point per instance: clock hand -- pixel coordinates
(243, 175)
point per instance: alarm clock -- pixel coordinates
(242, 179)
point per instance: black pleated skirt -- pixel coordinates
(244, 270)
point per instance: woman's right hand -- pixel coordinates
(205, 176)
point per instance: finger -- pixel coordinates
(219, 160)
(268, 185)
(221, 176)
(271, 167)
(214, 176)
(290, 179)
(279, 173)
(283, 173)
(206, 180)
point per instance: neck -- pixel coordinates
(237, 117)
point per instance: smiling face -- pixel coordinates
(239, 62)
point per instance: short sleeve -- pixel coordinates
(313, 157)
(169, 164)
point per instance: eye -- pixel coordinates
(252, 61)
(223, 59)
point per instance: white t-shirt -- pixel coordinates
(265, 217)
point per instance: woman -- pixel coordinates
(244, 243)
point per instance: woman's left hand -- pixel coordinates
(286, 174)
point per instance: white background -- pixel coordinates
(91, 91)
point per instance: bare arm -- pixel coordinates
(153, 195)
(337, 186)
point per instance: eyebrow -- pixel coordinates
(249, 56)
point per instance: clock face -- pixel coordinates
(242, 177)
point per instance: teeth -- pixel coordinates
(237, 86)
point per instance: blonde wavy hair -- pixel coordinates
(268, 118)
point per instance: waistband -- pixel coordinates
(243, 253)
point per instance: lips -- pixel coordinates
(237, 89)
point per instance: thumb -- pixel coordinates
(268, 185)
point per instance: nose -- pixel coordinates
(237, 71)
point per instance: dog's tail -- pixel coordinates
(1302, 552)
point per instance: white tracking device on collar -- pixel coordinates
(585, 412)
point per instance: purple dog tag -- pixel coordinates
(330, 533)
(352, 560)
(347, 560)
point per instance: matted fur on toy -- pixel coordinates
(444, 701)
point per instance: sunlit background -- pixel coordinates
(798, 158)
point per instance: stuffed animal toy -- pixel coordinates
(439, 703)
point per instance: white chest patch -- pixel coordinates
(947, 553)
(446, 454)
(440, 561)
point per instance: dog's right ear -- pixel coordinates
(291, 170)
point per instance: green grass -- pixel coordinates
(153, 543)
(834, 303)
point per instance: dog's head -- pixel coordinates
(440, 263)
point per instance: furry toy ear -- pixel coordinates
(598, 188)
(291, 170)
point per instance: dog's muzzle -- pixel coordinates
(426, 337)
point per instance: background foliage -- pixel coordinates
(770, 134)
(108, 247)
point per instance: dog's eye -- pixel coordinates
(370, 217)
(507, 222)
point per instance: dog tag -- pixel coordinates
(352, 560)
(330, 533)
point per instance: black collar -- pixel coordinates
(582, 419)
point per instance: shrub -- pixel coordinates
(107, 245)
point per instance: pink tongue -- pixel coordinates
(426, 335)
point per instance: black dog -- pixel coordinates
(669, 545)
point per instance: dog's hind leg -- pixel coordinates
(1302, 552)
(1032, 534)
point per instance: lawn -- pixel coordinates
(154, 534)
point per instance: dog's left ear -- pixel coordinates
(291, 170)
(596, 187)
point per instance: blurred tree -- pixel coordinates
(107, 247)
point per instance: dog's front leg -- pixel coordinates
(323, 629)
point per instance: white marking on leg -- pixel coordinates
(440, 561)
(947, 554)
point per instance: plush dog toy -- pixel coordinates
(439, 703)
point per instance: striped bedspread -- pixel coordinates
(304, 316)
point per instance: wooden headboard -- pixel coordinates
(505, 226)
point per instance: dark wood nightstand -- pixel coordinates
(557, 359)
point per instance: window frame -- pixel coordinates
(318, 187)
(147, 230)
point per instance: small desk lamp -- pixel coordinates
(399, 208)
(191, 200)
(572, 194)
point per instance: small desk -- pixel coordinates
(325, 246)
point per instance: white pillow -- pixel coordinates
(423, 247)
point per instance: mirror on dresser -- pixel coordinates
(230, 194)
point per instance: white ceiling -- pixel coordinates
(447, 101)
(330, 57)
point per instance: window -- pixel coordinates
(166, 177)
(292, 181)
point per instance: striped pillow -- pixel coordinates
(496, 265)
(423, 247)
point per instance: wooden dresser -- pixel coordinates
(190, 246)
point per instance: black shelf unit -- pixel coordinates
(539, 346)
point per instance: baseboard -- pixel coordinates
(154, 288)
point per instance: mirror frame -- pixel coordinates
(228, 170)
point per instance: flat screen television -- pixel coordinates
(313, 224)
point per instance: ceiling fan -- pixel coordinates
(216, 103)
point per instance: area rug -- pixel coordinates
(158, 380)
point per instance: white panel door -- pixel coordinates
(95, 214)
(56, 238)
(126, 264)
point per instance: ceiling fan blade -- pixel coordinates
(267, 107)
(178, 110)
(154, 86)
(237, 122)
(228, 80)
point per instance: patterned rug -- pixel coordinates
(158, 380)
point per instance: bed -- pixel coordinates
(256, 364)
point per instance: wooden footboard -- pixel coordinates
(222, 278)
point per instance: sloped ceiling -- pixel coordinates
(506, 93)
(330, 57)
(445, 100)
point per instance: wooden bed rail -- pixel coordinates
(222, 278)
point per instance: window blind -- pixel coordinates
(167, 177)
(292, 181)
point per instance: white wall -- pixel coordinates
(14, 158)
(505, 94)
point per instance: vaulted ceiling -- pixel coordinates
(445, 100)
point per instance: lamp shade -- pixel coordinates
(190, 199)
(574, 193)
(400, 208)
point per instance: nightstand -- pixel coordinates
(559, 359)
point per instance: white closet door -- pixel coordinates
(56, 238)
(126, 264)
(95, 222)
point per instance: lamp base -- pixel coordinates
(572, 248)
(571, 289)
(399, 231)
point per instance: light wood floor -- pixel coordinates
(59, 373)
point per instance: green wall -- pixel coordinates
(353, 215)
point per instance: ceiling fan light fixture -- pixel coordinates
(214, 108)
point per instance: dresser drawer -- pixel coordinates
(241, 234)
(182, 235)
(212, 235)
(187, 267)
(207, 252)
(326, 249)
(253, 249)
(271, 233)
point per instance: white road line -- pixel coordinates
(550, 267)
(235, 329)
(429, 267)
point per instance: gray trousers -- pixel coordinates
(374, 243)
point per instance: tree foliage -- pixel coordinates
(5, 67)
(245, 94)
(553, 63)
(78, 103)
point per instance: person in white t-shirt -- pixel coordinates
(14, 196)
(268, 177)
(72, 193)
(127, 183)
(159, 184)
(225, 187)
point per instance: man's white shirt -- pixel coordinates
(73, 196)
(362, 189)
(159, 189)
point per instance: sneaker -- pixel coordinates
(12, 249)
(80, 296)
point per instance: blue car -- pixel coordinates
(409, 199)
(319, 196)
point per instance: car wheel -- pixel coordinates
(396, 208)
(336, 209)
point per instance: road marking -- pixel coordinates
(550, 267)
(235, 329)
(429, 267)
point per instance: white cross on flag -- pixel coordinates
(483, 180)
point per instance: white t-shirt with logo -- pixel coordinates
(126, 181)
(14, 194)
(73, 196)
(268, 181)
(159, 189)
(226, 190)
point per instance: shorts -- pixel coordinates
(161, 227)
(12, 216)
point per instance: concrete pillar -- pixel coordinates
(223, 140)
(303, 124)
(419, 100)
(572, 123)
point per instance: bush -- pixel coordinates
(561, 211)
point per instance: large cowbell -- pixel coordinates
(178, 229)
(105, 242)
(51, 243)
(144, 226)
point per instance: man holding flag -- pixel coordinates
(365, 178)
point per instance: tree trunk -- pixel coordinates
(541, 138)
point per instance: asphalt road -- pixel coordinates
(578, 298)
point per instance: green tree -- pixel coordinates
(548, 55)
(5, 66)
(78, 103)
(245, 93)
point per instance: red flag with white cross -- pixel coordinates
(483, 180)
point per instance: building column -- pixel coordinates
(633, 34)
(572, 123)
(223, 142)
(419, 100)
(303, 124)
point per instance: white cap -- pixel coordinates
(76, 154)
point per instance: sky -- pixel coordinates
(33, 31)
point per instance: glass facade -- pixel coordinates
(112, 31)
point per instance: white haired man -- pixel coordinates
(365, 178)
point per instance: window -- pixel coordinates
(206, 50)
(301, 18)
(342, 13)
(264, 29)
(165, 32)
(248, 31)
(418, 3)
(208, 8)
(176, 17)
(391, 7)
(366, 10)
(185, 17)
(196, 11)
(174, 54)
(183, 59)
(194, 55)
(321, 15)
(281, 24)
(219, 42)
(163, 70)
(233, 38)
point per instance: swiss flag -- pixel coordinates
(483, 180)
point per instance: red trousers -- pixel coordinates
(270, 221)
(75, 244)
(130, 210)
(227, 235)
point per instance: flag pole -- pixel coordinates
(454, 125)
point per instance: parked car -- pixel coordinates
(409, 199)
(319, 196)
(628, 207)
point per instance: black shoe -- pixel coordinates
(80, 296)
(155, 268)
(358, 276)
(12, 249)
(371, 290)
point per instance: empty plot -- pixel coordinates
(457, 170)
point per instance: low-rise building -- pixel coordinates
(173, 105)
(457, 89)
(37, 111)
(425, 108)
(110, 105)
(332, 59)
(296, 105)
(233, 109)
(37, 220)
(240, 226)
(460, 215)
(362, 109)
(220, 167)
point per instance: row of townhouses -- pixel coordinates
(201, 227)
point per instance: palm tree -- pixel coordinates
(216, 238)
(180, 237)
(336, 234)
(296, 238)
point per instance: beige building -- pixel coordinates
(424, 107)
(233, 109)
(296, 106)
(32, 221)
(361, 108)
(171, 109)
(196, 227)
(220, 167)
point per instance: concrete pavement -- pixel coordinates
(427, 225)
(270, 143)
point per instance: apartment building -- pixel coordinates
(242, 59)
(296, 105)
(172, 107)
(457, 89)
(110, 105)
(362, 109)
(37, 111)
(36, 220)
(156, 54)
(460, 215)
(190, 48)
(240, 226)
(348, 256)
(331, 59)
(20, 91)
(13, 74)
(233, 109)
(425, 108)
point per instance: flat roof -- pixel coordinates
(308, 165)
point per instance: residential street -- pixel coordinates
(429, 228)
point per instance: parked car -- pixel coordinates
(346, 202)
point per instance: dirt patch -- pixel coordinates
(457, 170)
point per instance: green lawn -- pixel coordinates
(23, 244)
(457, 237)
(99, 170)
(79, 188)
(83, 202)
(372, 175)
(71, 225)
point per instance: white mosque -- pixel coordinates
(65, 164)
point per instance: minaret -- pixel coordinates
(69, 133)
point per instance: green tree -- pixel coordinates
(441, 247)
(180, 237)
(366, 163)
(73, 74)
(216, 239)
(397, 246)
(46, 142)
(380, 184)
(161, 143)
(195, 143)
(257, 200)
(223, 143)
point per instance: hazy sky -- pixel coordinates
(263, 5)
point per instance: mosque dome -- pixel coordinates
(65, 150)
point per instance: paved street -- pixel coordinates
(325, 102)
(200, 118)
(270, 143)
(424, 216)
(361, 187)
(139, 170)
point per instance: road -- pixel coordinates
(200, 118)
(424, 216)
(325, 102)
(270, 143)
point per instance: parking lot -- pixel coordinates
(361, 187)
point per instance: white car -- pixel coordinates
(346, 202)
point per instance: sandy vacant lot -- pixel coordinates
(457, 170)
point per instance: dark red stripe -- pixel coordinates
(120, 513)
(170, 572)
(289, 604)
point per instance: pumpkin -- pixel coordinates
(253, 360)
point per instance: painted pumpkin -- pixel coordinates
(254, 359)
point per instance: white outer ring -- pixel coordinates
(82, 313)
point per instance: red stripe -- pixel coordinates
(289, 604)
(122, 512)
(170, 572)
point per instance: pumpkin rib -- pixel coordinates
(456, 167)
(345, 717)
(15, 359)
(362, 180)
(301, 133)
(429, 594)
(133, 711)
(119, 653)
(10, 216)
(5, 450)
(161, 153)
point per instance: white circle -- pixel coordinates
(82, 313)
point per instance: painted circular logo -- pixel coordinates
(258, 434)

Task instructions: Extract every line from the one with "point per instance: paved" down to the final line above, both included, exactly as written.

Reply to the exercise:
point per instance: paved street -- pixel coordinates
(325, 102)
(200, 118)
(270, 143)
(424, 216)
(361, 187)
(139, 170)
point per instance: road -- pixel coordinates
(200, 118)
(424, 216)
(325, 102)
(270, 143)
point per instance: parking lot -- pixel coordinates
(361, 187)
point per instance: white car -- pixel coordinates
(346, 202)
point per instance: sandy vacant lot -- pixel coordinates
(457, 170)
point per instance: dark red stripe -- pixel coordinates
(120, 513)
(170, 572)
(289, 604)
point per instance: pumpkin -- pixel coordinates
(253, 360)
point per instance: painted pumpkin -- pixel coordinates
(254, 359)
point per instance: white outer ring -- pixel coordinates
(82, 313)
point per instance: red stripe -- pixel coordinates
(289, 604)
(122, 512)
(170, 572)
point per instance: pumpkin rib -- pixel coordinates
(456, 167)
(345, 717)
(15, 359)
(362, 180)
(301, 133)
(429, 594)
(133, 711)
(119, 653)
(10, 216)
(5, 450)
(161, 153)
point per instance: white circle -- pixel coordinates
(82, 313)
point per instance: painted circular logo -- pixel coordinates
(258, 434)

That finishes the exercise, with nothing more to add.